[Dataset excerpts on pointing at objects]
────────
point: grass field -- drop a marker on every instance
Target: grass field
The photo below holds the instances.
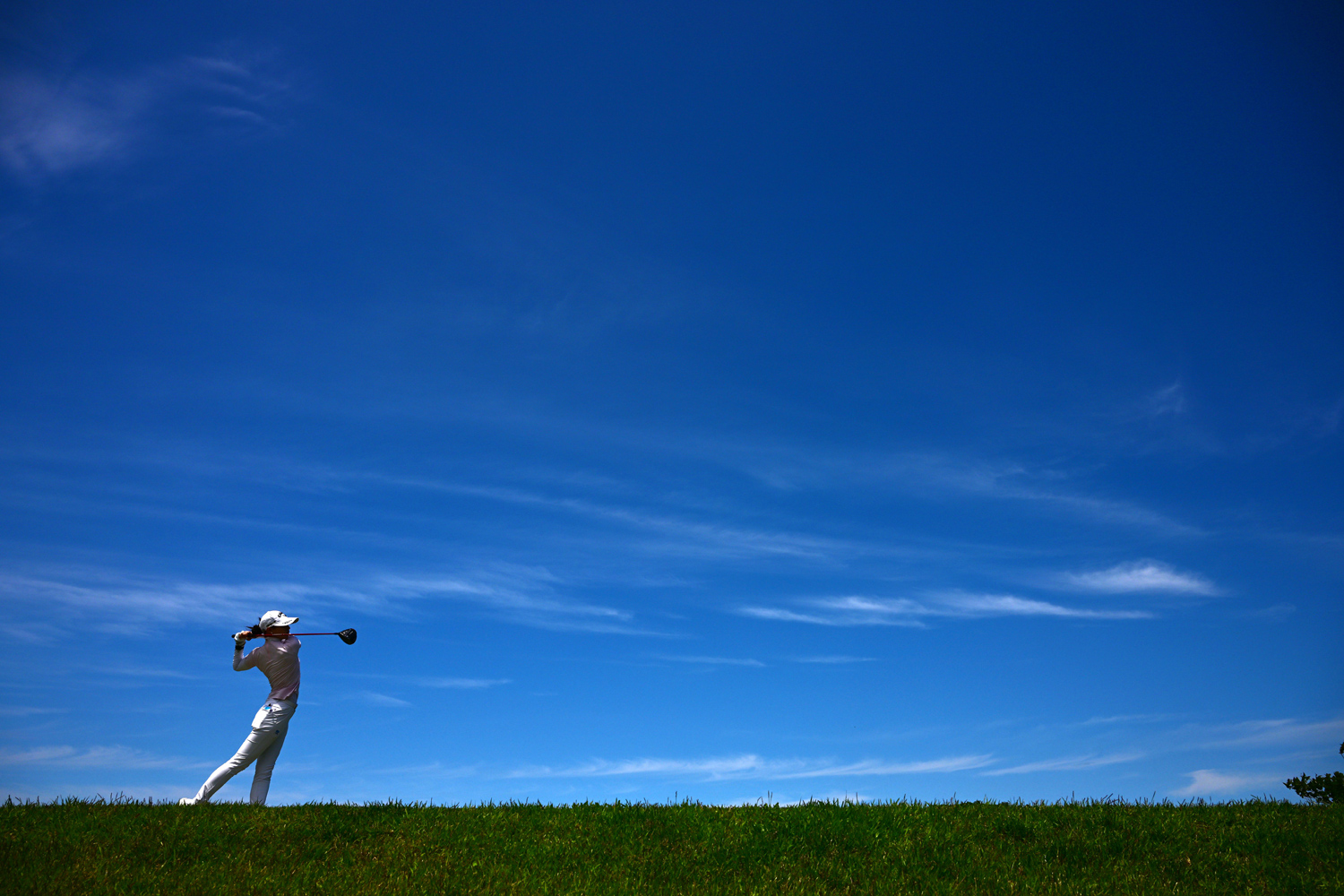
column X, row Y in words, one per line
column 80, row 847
────────
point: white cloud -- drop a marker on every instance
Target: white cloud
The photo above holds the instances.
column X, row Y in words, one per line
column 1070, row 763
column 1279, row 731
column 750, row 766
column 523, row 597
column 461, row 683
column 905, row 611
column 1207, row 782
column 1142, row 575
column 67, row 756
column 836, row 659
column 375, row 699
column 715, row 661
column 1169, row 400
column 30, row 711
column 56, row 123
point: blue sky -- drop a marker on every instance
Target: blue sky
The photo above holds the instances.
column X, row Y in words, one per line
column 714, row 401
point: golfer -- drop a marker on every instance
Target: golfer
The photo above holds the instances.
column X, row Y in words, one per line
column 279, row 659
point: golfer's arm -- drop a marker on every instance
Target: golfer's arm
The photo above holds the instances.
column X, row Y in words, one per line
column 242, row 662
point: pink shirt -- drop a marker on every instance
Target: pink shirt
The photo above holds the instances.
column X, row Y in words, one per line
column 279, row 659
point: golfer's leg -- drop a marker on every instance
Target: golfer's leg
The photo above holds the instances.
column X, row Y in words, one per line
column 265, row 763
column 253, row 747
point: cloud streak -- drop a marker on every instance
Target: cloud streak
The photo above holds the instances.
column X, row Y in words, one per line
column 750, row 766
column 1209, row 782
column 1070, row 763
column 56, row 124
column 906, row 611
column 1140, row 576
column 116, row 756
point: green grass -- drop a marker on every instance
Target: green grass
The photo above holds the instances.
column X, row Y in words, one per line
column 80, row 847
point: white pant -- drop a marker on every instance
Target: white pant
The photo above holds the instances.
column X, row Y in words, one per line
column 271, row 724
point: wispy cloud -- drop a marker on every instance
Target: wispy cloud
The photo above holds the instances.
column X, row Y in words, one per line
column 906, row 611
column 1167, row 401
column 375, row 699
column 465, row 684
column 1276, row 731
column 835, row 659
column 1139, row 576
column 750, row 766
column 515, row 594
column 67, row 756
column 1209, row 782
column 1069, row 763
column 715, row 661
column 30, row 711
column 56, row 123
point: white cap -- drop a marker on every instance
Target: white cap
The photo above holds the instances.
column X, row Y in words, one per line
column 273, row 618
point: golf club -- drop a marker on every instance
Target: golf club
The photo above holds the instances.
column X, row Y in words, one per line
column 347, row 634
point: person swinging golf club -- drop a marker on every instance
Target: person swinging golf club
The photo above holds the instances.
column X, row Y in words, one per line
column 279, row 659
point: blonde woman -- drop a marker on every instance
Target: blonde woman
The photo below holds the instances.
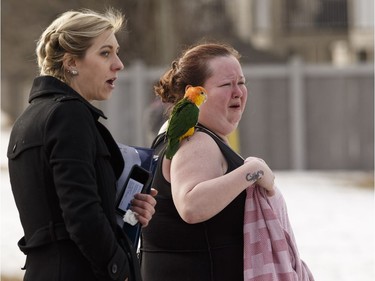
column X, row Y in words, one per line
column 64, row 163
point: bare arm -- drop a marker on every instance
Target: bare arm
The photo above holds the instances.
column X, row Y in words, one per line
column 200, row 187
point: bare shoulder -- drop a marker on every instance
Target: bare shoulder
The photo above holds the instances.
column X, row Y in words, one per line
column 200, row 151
────────
■ **Description of the task**: Rewrite the data lines from the one containing "point: golf club" through the one containing "column 347, row 634", changing "instances" to "occurrences" and leaving everything else unchanged.

■ **Solution to the exercise**:
point: golf club -- drop a marker on every instance
Target: golf club
The photo above holds the occurrences.
column X, row Y in words, one per line
column 347, row 634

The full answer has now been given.